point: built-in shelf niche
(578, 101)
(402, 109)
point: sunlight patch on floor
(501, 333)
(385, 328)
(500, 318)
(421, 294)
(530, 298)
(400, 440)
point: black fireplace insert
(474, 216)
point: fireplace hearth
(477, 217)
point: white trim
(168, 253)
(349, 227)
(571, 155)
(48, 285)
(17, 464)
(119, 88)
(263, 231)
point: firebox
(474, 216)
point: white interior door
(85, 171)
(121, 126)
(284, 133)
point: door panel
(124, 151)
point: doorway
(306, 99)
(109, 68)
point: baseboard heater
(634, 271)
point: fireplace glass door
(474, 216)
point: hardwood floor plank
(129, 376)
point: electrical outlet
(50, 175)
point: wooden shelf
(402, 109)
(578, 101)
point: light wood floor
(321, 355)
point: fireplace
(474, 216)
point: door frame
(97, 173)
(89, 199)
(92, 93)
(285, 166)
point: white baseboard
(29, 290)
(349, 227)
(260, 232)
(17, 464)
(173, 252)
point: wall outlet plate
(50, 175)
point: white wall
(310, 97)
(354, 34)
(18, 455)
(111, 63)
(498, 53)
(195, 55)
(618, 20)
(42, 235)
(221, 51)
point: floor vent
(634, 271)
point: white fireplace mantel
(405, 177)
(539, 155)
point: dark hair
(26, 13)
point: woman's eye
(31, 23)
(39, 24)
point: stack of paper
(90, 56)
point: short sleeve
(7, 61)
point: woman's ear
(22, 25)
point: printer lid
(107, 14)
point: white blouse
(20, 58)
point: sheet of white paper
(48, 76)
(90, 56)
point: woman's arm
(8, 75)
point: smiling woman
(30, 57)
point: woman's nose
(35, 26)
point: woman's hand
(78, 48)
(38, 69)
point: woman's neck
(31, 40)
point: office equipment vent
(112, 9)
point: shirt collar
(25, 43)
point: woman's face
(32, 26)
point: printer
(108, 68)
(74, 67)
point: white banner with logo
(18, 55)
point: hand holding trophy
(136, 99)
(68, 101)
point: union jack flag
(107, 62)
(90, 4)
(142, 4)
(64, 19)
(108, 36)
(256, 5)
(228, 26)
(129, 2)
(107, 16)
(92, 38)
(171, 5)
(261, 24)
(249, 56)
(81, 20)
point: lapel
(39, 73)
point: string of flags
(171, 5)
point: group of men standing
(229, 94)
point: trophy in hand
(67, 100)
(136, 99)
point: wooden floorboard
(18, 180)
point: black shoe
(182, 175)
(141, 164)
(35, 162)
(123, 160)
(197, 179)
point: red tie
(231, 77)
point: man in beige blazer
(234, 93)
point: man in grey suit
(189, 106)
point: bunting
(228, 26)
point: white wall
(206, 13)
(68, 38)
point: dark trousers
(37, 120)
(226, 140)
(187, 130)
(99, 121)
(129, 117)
####
What the task requires: Type out the full listing again, exactly as given.

Task solution:
point: built-in shelf niche
(578, 101)
(402, 109)
point: sunlight patch on floor
(501, 333)
(385, 328)
(500, 318)
(421, 294)
(530, 298)
(400, 440)
point: black fireplace insert
(474, 216)
point: fireplace hearth
(477, 217)
point: white trim
(168, 253)
(349, 227)
(571, 155)
(48, 285)
(17, 464)
(119, 88)
(263, 231)
point: firebox
(474, 216)
point: white interior door
(85, 171)
(121, 126)
(284, 133)
point: door panel
(124, 151)
point: doorway
(306, 99)
(109, 68)
point: baseboard heater
(634, 271)
point: fireplace glass door
(474, 216)
point: hardwood floor plank
(129, 376)
point: electrical outlet
(50, 175)
point: wooden shelf
(402, 109)
(578, 101)
point: light wood floor
(321, 355)
point: fireplace
(474, 216)
point: door frame
(97, 173)
(89, 199)
(92, 93)
(285, 166)
point: white baseboard
(29, 290)
(349, 227)
(260, 232)
(17, 464)
(173, 252)
point: wall outlet plate
(50, 175)
point: white wall
(310, 97)
(354, 34)
(18, 455)
(111, 63)
(498, 53)
(195, 55)
(618, 20)
(42, 235)
(221, 51)
point: floor vent
(634, 271)
point: white fireplace mantel
(405, 177)
(539, 155)
point: dark hair
(26, 13)
point: woman's eye
(31, 23)
(39, 24)
point: stack of paper
(90, 56)
point: short sleeve
(7, 61)
point: woman's ear
(22, 25)
point: printer lid
(107, 14)
point: white blouse
(20, 58)
point: sheet of white paper
(48, 76)
(90, 56)
point: woman's arm
(8, 75)
point: smiling woman
(30, 57)
point: woman's nose
(35, 26)
point: woman's hand
(78, 48)
(38, 69)
point: woman's neck
(31, 40)
point: office equipment vent
(112, 9)
point: shirt collar
(25, 43)
point: woman's face
(32, 26)
point: printer
(108, 68)
(74, 67)
point: white banner with logo
(18, 55)
point: hand holding trophy
(136, 99)
(68, 101)
point: union jack flag
(107, 62)
(90, 4)
(142, 4)
(64, 19)
(108, 36)
(256, 5)
(228, 26)
(129, 2)
(107, 16)
(92, 38)
(171, 5)
(261, 24)
(249, 56)
(81, 20)
point: lapel
(39, 73)
point: string of flags
(171, 5)
point: group of men standing
(229, 94)
point: trophy in hand
(67, 100)
(136, 99)
point: wooden floorboard
(18, 180)
point: black shoe
(182, 175)
(141, 164)
(35, 162)
(123, 160)
(197, 179)
point: red tie
(231, 77)
point: man in beige blazer
(234, 93)
point: man in grey suit
(189, 106)
point: bunting
(228, 26)
point: white wall
(206, 13)
(68, 38)
point: dark trousers
(37, 120)
(226, 140)
(187, 130)
(99, 121)
(129, 117)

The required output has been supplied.